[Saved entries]
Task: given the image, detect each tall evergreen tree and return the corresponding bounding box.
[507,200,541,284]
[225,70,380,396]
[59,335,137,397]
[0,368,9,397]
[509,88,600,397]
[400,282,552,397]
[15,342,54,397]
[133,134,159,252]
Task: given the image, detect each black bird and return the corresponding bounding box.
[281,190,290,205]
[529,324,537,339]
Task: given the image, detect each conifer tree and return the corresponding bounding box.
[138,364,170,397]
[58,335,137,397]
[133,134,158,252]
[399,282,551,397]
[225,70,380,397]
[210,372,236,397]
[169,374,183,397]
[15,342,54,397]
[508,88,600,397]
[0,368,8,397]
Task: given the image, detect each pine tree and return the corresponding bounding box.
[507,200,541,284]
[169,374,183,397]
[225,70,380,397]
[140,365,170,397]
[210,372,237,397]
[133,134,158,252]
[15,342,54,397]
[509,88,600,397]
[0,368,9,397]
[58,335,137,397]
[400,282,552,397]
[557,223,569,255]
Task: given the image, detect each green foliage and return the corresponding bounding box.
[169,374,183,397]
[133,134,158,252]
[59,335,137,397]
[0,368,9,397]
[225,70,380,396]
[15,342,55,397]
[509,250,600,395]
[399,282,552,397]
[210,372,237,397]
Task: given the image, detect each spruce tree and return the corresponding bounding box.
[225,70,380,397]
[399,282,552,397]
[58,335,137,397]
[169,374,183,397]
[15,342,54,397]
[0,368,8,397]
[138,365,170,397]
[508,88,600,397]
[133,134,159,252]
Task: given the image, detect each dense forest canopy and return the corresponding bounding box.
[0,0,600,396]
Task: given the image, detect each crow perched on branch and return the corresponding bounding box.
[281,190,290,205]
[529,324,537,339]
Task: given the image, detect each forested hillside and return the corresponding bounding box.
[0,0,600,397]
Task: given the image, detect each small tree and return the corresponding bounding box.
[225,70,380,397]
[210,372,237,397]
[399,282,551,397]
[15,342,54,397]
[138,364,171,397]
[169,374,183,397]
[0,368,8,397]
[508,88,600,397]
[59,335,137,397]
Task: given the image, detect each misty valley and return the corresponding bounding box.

TASK DIRECTIONS: Copy every one of the rows above, line for line, with no changes.

WORKED ANSWER:
Task: given the image, detect each tall evergreen tree and return the corresponding bounding box.
[507,200,541,284]
[225,70,380,396]
[59,335,137,397]
[0,368,9,397]
[509,88,600,397]
[400,282,552,397]
[15,342,54,397]
[133,134,159,252]
Task: given the image, detect each black bird and return the corresponding bounding box.
[281,190,290,205]
[529,324,537,339]
Task: given the image, detect each conifer tree and return the corresponding bounding box.
[138,364,170,397]
[58,335,137,397]
[133,134,158,252]
[399,282,551,397]
[225,70,380,397]
[210,372,236,397]
[169,374,183,397]
[15,342,54,397]
[508,88,600,397]
[0,368,8,397]
Task: given the image, detect each pine tree and return the corresponding bounding box.
[507,200,541,284]
[169,374,183,397]
[225,70,380,397]
[140,365,170,397]
[210,372,237,397]
[133,134,158,252]
[15,342,54,397]
[509,88,600,397]
[0,368,9,397]
[58,335,137,397]
[400,282,552,397]
[557,223,569,255]
Task: given the image, detect each green foliage and return the corresponding bounding box.
[169,374,183,397]
[133,134,158,252]
[59,335,137,397]
[0,368,9,397]
[225,70,380,396]
[15,342,55,397]
[509,250,600,395]
[399,282,552,397]
[210,372,237,397]
Task: given the image, detect each spruce tree and return the corresponding bounding box.
[225,70,380,397]
[399,282,552,397]
[58,335,137,397]
[169,374,183,397]
[15,342,54,397]
[0,368,8,397]
[138,365,170,397]
[508,88,600,397]
[133,134,159,252]
Task: given the image, detect each dense forest canopy and return the corresponding bounding box.
[0,0,600,396]
Task: given the image, detect each crow perched on branch and return the corresponding bounding box.
[281,190,290,205]
[529,324,537,339]
Task: given the image, detect each forested hillside and return the corresponding bounding box.
[0,0,600,397]
Task: given the image, detect each small tree and return the corresponding bounding box.
[225,70,380,397]
[210,372,237,397]
[399,282,551,397]
[15,342,54,397]
[138,364,171,397]
[169,374,183,397]
[0,368,8,397]
[508,88,600,397]
[59,335,137,397]
Task: given the image, detect each misty valley and return the corresponding bounding box.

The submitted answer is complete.